## PROBLEM TO WORK ON
Transcribe the passage of the letter about how fish hear, starting at "Your external ear" and ending at "sound comes from.".

## EXTRACT

Segment Open

Dear Lamarcus,

My goldfish roommate hates when people tap on his tank. The tapping sound he hears in the water is loud and scary.

I talked with my friend Rikeem Sholes about how fish hear. He’s a fish scientist. He studies salmon hearing at Washington State University.

He told me that a fish’s hearing system includes sensory cells in the inner ear and in a line along the outside of the fish’s body and head. Some fish also use their swim bladder to have super hearing.

“A lot of people don’t realize that fish have ears,” Sholes said. “Fish don’t have external ears like we do. But they do have an inner ear that looks a little different from ours.”

Your external ear is the flappy part attached to your head. It helps you collect sounds from the air. But the sounds fish hear travel through water. So, fish ears are under their skin.

Three dense stones sit inside a fish’s ear—called otoliths or ear stones. They’re made of calcium carbonate just like bones.

Tucked under those ear stones are sensory cells called hair cells. They’re not really hair. They just look like tufts of hair under a microscope. Hair cells send electrical signals to the fish’s brain.

Sound moves through the water and into the fish’s body as a vibration. The vibration hits the ear stones and makes them move. As they move, the hair cells under the ear stones bend. When they bend, they send electrical signals to the brain. The brain uses that signal to understand what sound it’s hearing and where the sound comes from.

Segment Closed

## INFORMATION SUPPLIED
Segment Open

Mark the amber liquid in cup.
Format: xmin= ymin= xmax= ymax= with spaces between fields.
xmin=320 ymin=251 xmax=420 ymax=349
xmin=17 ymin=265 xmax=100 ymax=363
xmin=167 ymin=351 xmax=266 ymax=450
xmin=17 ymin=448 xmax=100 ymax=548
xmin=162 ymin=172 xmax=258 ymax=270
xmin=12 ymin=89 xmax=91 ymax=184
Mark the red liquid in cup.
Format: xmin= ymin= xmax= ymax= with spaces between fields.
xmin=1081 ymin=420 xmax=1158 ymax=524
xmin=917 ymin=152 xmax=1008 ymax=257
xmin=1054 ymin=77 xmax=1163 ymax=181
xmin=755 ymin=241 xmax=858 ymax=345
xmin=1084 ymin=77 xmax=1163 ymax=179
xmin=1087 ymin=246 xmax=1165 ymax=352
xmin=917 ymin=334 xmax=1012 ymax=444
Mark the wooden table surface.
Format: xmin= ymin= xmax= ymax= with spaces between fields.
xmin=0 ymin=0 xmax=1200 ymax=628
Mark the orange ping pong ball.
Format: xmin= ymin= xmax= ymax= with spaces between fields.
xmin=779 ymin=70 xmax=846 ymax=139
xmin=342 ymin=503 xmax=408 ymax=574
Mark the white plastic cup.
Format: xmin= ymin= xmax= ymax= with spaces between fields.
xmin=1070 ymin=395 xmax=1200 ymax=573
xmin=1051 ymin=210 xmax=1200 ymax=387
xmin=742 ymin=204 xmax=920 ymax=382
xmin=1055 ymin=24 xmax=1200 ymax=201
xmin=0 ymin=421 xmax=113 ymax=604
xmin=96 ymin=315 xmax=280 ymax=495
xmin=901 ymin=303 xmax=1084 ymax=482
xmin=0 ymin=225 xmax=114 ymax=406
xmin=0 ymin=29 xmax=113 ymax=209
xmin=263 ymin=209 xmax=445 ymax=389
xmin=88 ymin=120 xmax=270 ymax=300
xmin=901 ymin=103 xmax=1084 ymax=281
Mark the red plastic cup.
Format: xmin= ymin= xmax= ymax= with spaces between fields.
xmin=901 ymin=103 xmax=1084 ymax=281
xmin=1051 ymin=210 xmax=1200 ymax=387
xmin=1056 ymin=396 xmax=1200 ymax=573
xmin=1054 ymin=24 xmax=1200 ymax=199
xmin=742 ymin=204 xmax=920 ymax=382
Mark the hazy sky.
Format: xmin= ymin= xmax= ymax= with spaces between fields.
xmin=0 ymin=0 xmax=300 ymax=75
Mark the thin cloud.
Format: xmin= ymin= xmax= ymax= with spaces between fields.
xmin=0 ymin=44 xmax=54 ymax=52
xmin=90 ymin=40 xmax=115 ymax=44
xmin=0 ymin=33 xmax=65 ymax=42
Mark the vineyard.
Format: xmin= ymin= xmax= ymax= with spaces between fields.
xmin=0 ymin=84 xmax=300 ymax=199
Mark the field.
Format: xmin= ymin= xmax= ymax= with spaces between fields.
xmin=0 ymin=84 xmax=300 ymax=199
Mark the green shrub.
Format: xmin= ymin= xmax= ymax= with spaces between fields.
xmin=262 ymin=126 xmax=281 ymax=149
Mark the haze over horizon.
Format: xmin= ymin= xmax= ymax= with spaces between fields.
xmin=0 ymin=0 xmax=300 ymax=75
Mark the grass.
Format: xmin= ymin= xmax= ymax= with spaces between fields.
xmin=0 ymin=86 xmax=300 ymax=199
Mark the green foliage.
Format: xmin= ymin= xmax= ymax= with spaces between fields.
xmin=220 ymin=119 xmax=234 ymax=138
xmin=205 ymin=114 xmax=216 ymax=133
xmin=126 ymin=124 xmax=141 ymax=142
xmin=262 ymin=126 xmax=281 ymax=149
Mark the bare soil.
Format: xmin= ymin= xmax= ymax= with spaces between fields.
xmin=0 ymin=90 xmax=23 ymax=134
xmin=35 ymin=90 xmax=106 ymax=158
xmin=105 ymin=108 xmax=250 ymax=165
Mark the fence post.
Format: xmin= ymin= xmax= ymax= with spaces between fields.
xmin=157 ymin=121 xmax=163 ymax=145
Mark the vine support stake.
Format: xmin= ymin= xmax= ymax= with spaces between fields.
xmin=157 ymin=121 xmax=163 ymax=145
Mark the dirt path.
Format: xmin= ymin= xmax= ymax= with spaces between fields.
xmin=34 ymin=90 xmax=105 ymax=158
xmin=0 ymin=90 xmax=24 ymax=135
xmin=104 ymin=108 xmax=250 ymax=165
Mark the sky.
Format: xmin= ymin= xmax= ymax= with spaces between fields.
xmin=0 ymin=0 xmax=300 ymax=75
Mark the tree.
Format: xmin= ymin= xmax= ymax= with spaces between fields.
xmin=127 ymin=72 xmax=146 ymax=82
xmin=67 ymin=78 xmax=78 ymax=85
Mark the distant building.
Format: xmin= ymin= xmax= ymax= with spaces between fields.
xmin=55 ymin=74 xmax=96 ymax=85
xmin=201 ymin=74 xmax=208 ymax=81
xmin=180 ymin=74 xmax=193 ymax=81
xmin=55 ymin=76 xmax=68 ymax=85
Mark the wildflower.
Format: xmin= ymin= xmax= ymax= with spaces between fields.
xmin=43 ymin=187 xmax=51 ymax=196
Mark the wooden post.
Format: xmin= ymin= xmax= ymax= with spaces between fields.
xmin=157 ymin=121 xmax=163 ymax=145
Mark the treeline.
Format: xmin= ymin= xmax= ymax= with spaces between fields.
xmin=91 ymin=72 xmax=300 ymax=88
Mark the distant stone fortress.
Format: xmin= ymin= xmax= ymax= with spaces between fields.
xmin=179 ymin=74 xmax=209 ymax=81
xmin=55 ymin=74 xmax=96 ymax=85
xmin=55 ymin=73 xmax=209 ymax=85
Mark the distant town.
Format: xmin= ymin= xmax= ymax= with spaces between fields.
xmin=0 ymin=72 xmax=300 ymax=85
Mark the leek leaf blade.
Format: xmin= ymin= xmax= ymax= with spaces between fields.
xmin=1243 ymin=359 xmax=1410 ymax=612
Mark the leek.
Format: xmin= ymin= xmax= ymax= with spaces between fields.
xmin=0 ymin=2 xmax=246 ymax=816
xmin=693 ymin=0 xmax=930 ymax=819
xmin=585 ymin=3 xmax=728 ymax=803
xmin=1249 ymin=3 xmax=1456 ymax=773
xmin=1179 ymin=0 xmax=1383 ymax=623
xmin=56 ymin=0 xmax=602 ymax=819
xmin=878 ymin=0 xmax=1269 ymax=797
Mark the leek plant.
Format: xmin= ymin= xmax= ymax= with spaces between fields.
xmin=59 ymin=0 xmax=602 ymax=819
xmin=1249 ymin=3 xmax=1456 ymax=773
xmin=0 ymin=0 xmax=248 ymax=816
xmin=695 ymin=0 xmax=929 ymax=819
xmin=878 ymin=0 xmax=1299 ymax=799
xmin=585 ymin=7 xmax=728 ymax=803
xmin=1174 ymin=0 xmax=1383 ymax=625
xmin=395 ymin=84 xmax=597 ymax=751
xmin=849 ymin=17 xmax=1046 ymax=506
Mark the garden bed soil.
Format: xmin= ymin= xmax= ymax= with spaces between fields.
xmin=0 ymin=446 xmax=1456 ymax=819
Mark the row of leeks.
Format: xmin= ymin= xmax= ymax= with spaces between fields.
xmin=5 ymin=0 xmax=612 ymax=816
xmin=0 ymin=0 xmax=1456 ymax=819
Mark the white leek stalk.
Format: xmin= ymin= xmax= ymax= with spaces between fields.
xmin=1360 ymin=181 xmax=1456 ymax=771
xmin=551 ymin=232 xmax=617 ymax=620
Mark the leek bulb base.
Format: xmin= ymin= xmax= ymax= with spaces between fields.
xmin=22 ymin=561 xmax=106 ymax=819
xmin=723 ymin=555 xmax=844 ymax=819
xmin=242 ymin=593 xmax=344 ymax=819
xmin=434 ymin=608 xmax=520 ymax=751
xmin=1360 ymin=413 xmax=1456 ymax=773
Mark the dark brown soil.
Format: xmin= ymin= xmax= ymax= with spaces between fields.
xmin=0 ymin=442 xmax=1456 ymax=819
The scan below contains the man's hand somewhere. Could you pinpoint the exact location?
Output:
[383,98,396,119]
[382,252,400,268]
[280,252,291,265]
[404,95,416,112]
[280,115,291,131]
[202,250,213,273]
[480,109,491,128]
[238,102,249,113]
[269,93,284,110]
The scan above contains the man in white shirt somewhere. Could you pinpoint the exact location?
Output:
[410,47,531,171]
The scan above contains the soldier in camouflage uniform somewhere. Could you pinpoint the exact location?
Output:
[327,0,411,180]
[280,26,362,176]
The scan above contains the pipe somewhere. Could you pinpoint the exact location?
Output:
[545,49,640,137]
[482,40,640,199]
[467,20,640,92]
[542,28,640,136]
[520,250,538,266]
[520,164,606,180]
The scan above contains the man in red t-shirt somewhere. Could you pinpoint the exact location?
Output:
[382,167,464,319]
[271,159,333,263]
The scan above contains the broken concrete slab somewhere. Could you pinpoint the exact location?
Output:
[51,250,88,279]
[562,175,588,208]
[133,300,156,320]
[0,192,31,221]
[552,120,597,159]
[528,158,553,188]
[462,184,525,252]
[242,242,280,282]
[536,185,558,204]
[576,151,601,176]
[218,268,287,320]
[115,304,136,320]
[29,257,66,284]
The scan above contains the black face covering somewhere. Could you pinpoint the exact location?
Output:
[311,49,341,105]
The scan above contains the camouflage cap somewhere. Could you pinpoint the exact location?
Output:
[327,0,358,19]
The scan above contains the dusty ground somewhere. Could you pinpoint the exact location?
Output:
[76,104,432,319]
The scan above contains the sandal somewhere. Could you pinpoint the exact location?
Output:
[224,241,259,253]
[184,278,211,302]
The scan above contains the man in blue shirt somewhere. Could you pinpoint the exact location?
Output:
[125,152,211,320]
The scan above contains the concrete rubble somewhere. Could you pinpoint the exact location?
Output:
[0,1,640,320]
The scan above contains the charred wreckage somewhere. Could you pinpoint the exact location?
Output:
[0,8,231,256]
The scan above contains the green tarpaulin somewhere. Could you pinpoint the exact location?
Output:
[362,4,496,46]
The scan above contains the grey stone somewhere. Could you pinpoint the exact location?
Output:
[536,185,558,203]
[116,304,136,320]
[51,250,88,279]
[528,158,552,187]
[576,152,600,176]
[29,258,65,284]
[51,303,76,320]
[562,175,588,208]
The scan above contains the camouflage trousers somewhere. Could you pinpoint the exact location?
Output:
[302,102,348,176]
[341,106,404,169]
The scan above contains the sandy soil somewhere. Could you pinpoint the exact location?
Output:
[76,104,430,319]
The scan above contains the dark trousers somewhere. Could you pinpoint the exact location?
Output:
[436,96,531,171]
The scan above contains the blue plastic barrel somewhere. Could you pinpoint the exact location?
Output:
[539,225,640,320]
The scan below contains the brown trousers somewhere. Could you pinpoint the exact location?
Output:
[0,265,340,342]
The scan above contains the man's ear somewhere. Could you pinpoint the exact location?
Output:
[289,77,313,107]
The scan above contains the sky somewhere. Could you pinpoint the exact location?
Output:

Segment Closed

## RESPONSE BOX
Your external ear is the flappy part attached to your head. It helps you collect sounds from the air. But the sounds fish hear travel through water. So, fish ears are under their skin.

Three dense stones sit inside a fish’s ear—called otoliths or ear stones. They’re made of calcium carbonate just like bones.

Tucked under those ear stones are sensory cells called hair cells. They’re not really hair. They just look like tufts of hair under a microscope. Hair cells send electrical signals to the fish’s brain.

Sound moves through the water and into the fish’s body as a vibration. The vibration hits the ear stones and makes them move. As they move, the hair cells under the ear stones bend. When they bend, they send electrical signals to the brain. The brain uses that signal to understand what sound it’s hearing and where the sound comes from.